YOUR INSTRUCTIONS:
Switch every "photo" in the records below to "image" and write the lines out again with nothing else changed. Leave the pictures out.

MATERIAL TO PROCESS:
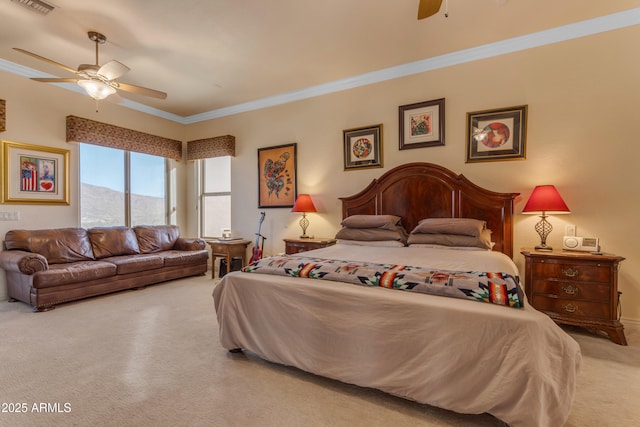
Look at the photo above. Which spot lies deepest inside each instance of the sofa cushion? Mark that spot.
(172, 258)
(82, 271)
(60, 245)
(113, 241)
(156, 238)
(136, 263)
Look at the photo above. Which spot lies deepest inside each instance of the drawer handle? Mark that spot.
(570, 272)
(570, 290)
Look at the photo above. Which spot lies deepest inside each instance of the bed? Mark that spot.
(461, 355)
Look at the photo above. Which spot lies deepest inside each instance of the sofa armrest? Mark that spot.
(186, 244)
(23, 261)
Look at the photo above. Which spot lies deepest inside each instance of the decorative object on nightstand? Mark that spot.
(545, 199)
(293, 246)
(304, 204)
(576, 288)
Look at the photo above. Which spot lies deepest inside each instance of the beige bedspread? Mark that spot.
(465, 356)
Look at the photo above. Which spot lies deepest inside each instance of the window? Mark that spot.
(121, 188)
(215, 196)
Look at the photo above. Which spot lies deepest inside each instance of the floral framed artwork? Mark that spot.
(277, 176)
(497, 134)
(363, 147)
(422, 124)
(34, 174)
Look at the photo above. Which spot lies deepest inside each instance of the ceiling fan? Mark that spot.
(98, 81)
(428, 8)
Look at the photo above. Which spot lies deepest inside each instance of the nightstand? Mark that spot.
(293, 246)
(228, 249)
(576, 288)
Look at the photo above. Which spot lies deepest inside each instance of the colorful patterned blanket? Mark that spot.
(495, 288)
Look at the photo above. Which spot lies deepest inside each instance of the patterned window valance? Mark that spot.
(97, 133)
(211, 147)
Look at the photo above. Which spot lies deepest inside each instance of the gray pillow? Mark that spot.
(482, 241)
(460, 226)
(371, 234)
(387, 222)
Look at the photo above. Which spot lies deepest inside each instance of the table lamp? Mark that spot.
(304, 204)
(545, 199)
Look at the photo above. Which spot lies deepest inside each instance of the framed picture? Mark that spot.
(33, 174)
(497, 134)
(3, 115)
(363, 147)
(422, 124)
(277, 176)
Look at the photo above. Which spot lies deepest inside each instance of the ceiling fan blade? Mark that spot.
(428, 8)
(142, 90)
(113, 69)
(54, 80)
(42, 58)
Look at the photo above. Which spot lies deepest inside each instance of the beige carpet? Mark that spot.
(152, 357)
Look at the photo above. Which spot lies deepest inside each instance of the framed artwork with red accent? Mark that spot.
(497, 134)
(34, 174)
(363, 147)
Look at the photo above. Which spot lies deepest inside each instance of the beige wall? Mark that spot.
(36, 114)
(581, 137)
(582, 96)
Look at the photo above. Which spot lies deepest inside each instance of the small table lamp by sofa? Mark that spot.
(304, 204)
(545, 199)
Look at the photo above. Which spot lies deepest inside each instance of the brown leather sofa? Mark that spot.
(47, 267)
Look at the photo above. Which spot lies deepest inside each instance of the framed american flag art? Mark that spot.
(34, 174)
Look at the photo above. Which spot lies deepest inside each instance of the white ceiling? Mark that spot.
(213, 57)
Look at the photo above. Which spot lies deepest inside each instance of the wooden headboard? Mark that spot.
(415, 191)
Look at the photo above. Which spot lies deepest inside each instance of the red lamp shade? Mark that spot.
(545, 198)
(303, 204)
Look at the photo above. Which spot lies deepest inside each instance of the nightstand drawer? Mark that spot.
(587, 272)
(571, 308)
(573, 290)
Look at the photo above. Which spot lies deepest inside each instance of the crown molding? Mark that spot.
(560, 34)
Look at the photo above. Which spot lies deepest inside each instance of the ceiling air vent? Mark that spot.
(36, 5)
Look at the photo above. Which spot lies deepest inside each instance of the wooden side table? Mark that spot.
(227, 249)
(576, 288)
(293, 246)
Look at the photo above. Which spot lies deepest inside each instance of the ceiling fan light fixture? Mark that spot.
(96, 89)
(36, 5)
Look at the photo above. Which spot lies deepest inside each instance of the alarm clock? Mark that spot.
(585, 244)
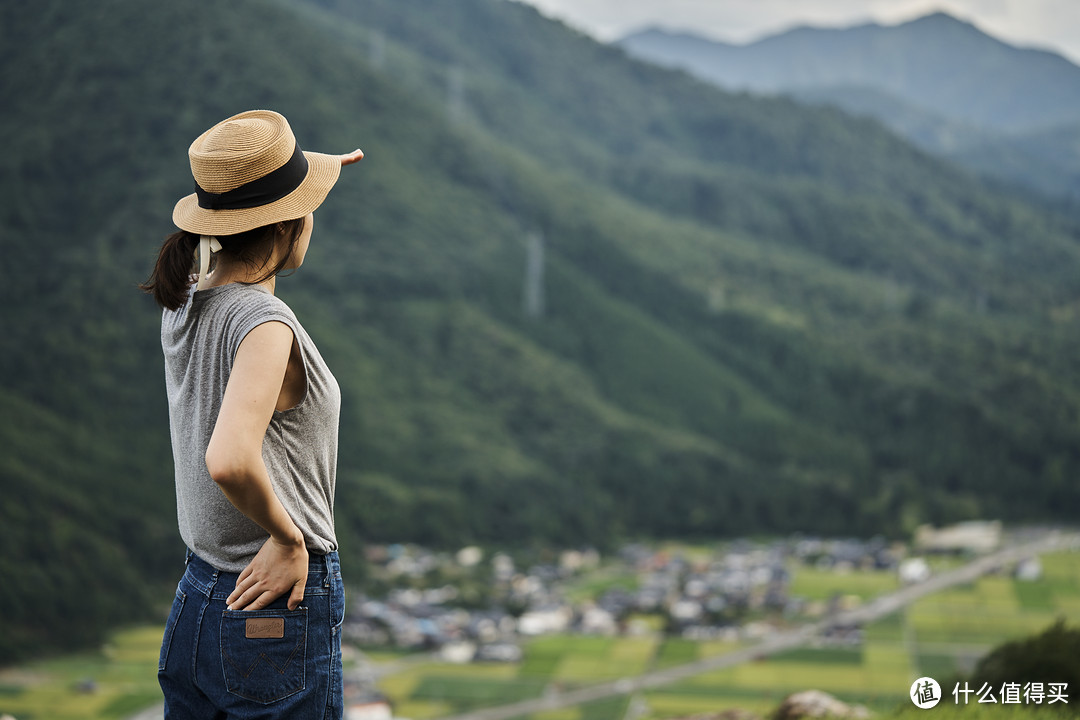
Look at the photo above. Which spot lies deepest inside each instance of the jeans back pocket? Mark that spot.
(264, 652)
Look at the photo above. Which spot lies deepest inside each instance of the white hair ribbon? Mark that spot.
(206, 245)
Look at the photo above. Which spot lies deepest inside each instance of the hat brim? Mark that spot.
(323, 172)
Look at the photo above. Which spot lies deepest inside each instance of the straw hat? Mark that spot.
(250, 173)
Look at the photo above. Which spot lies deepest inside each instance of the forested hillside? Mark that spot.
(757, 317)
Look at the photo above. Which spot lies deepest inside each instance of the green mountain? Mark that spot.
(757, 316)
(937, 63)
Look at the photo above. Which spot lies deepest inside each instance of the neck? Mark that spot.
(228, 271)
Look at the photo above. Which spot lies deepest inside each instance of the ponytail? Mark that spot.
(171, 279)
(172, 276)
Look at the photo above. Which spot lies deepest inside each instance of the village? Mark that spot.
(467, 607)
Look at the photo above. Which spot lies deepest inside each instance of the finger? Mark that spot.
(296, 597)
(351, 158)
(242, 586)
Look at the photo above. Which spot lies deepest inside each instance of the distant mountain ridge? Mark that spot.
(937, 63)
(939, 81)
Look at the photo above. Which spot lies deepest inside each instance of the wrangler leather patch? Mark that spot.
(265, 627)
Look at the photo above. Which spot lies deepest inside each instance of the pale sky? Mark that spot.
(1047, 24)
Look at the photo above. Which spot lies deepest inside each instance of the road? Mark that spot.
(786, 640)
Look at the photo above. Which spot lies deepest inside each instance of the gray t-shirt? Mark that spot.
(200, 341)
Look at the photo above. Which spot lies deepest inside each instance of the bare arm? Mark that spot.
(234, 461)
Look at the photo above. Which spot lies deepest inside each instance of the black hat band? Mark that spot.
(261, 191)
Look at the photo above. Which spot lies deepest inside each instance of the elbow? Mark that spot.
(229, 469)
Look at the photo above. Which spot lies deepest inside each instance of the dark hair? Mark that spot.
(173, 273)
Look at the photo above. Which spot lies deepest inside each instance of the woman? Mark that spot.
(255, 627)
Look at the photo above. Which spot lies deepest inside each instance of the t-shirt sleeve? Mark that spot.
(256, 309)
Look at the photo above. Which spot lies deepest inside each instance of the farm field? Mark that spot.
(940, 636)
(113, 683)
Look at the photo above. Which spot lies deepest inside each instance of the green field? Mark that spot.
(110, 684)
(939, 636)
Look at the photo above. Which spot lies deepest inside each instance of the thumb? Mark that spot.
(296, 597)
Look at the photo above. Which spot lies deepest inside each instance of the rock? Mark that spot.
(817, 704)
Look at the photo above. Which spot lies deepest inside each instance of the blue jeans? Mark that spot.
(218, 664)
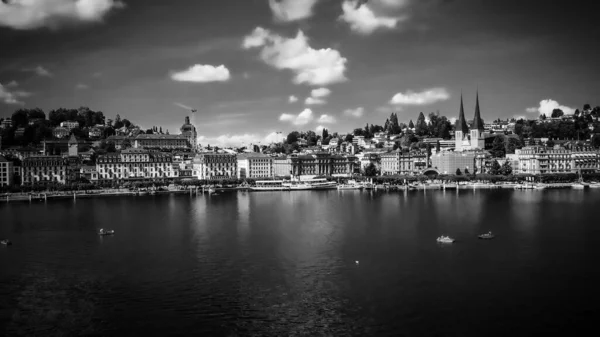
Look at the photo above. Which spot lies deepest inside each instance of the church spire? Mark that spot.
(477, 121)
(461, 123)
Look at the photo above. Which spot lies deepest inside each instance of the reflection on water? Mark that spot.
(273, 264)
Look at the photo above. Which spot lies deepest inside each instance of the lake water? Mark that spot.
(284, 264)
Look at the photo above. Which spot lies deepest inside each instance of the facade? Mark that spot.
(542, 160)
(449, 162)
(215, 165)
(6, 172)
(189, 132)
(44, 169)
(466, 139)
(69, 125)
(282, 166)
(60, 132)
(254, 165)
(323, 164)
(134, 164)
(161, 141)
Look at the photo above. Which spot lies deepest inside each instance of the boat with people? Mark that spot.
(445, 239)
(310, 184)
(106, 231)
(269, 185)
(350, 185)
(486, 236)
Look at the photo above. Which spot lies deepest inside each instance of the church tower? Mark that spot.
(477, 138)
(461, 129)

ANSWER TO THIS TASK:
Look at the image above. Which spot lies deepest inside each instance of the sofa cushion? Mark that spot.
(172, 258)
(82, 271)
(60, 245)
(113, 241)
(156, 238)
(136, 263)
Look at the image above. Which spot lies deepest inside each instance of the drawer handle? Mark that spot.
(570, 272)
(570, 290)
Look at the image above. Which spot lies deepest inside each instance of the bed? Mark that spot.
(461, 355)
Look at the image above. Which spot lies deepest inside each instance of the sofa armrest? Mark that spot.
(186, 244)
(23, 261)
Look at the image above. Which spot lies deepest inside each instance of the decorative object on nightstand? Mark that spot.
(545, 199)
(293, 246)
(304, 204)
(576, 288)
Look at the image above. Which spot lies deepest inside each instance of the beige bedspread? Mark that spot.
(465, 356)
Look at the image above. Which spot lies deepest inside each instance of the window? Mark that spot.
(121, 188)
(215, 196)
Look at the image above. Which spot lies deepest inside each instance of the floral framed artwork? Mark that spot.
(277, 176)
(497, 134)
(363, 147)
(422, 124)
(34, 174)
Look at the image above. Which spot lies deepest inside each instance of the ceiling fan? Mark that spot.
(98, 81)
(428, 8)
Look at the image above. Which spot lies deepest inside each instance of the nightstand? Mark that spot.
(293, 246)
(228, 249)
(576, 288)
Look at the image above. Which spot lies deepest inside each instance of the colorful patterned blanket? Mark that spot.
(495, 288)
Look at the image above. Which spot lies deepest inside each instance of the patterned window valance? Mark that spot.
(97, 133)
(211, 147)
Look at the image above. Which spot lies deepest inside each instance of the gray pillow? Mark that spot.
(482, 241)
(460, 226)
(371, 234)
(387, 222)
Look at the image above. Which spot lies deepest inside each instance of the table lamp? Mark that spot.
(304, 204)
(545, 199)
Look at the image above. Which spot lies deepest inside each instance of the framed picture? Mark that spot.
(33, 174)
(497, 134)
(3, 115)
(363, 147)
(422, 124)
(277, 176)
Look at the image above. Which spot lies deepest inside each instance of the ceiling fan blade? Mark that spot.
(428, 8)
(142, 90)
(113, 69)
(54, 80)
(42, 58)
Look at the image above. Which spot lies deepest inside each instance of the beige carpet? Mark that spot.
(152, 357)
Look at the image above. Which spot lies deepest inside each instance of the framed artwork with red accent? Mark that spot.
(497, 134)
(34, 174)
(363, 147)
Look at the image above. Which spot lies deepest inside each instance of the beige wall? Mark that spot.
(36, 114)
(581, 137)
(582, 96)
Look at the image above. Which spot lies deepest inside each instance of the small table lamp by sofa? Mark that spot.
(304, 204)
(545, 199)
Look at the image above. Which spot lies deepest inside each instance of the brown leather sofa? Mark that spot.
(47, 267)
Look at the image above. Which spot lies deepest inside each instance of the framed american flag art? Mark that spot.
(34, 174)
Look at the image above. Which spot lies deepest inside each instance of the white ceiling? Mark that spot.
(213, 57)
Look at the image above. Which spot lies deepest inside each instance of the wooden headboard? Mark that spot.
(415, 191)
Look at the image above. Which spot lies deepest inside each instance of the red lamp shade? Mark that spot.
(545, 198)
(303, 204)
Look at the image above. Which spot lies deepest inside each instance of the nightstand drawer? Mark that spot.
(587, 272)
(571, 308)
(573, 290)
Look at the image above. Which spot lies deepest inside each instance of the crown molding? Mark that spot.
(560, 34)
Look at the image above. Which spot lies deepest inside each instance of the ceiling air vent? Mark that spot.
(36, 5)
Look at the image above. Which spot lies deepest inside each instance of the wooden side table? Mark that spot.
(227, 249)
(576, 288)
(293, 246)
Look at the image above. Which spot lies deepest inside each instance of the ceiling fan light fixture? Mark that spot.
(96, 89)
(36, 5)
Look at the image above. Which spot lies deepest inside each instance of the alarm clock? Mark that spot.
(585, 244)
Look at the image above. Which spot lies deepest inside each instance of the jeans back pocket? Mark that spot.
(264, 652)
Look at the image above. Which spot lies deepest inside each instance of the white hair ribbon? Mark that spot.
(206, 245)
Look at the image above. Which spot lies deepest inside each instance of the hat brim? Mark that spot.
(323, 172)
Look at the image above. Which spot lies deepest inside each instance of the straw hat? Mark that spot.
(250, 173)
Look at the image above. Which spot lies deepest inside each instance of the forested hillside? Mark that spot.
(757, 317)
Look at the image above. Which spot lies deepest inside each instance of the green mountain? Mark that spot.
(757, 316)
(937, 63)
Look at the image above. Which spot lies deepest inside each instance of the neck? Mark that spot.
(228, 271)
Look at the image above. Which spot lies deepest inside each instance of the ponytail? Mark that spot.
(171, 279)
(172, 276)
Look at the image above. Which spot lies deepest inside each instance of the village? Mark that spot.
(467, 607)
Look at the image above. Which spot lies deepest inside each instance of the finger? Mark that spot.
(296, 597)
(351, 158)
(242, 586)
Look at the image above. Which spot lies deepest inside each instance of the distant mountain ridge? Mark that spot.
(937, 63)
(939, 81)
Look at the image above. Which spot lies deepest inside each instance of the wrangler leather patch? Mark that spot.
(265, 627)
Look at the image above. Which spot lies deepest inside each instance of the pale sky? Mark that spot.
(1047, 24)
Look at the image above. Which spot lies deepest inside each instance of the road? Mark that spot.
(786, 640)
Look at the image above. Which spot lies deepest inside each instance of the gray t-shirt? Mark that spot.
(200, 341)
Look at the image above. Which spot lies deepest inside each instance of the bare arm? Mark that spot.
(234, 461)
Look at the image above. Which spot lies deepest inside each instance of the black hat band? Mark that spot.
(261, 191)
Look at the image above. Which spot lies deepest inside each instance of the elbow? Mark that spot.
(229, 469)
Look at the image above. Which spot lies deepest inside each instance of the dark hair? Mark that spot.
(173, 273)
Look at the image above. Which spot lies deepest inside each instance of the woman? Mark that spot.
(255, 627)
Look at the image above. Which spot lies deepest inside each instance of the t-shirt sleeve? Mark that spot.
(256, 309)
Look at the image above. Which spot lies deepest inside each instance of the farm field? Mark that spot.
(940, 636)
(113, 683)
Look at the image above. Which spot lies deepest inside each instance of the green field? Mark that spot.
(110, 684)
(939, 636)
Look at the image above. Which spot lies deepest inside each instance of the thumb? Mark that spot.
(296, 597)
Look at the image above. Which spot lies deepest inside each instance of the rock? Mark that spot.
(817, 704)
Look at the image above. Which spot lies deepest inside each instance of the blue jeans? Mark that spot.
(218, 664)
Look at the image above. Which spot lies deepest inside each instance of the church spire? Mark that spot.
(477, 121)
(461, 123)
Look at the image above. Which spot lies deepest inside each instance of the reflection on water? Mark that spot.
(273, 264)
Look at the image above. Which spot lies deepest inside each instance of the lake water? Mark that spot.
(284, 264)
Look at the image above. Which spot lies deepest inside each instance of the facade? Mark that spot.
(542, 160)
(449, 162)
(215, 165)
(6, 172)
(189, 132)
(44, 169)
(466, 139)
(69, 125)
(282, 166)
(60, 132)
(254, 165)
(323, 164)
(134, 164)
(161, 141)
Look at the image above. Which spot lies deepest inside each instance of the boat with people? Mark that spot.
(445, 239)
(310, 184)
(106, 231)
(269, 185)
(350, 185)
(486, 236)
Look at the image above. Which spot lies deepest inside each instance of the church tower? Mark that spot.
(477, 138)
(461, 129)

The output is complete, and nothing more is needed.